>> Start

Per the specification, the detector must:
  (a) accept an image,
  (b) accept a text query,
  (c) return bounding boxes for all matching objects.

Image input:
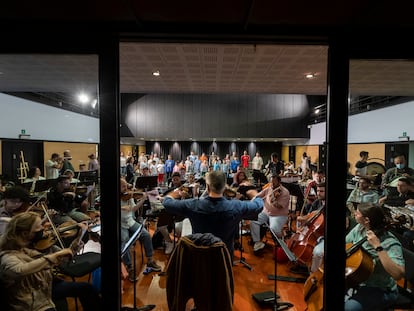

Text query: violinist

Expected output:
[0,212,101,311]
[345,203,405,311]
[120,178,161,282]
[0,186,30,235]
[250,176,290,252]
[47,175,91,225]
[156,172,187,255]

>> End

* _The task_
Extract every line in the listing above that contains the word "accept".

* _Exercise result_
  (a) accept an image,
  (b) accept a text query,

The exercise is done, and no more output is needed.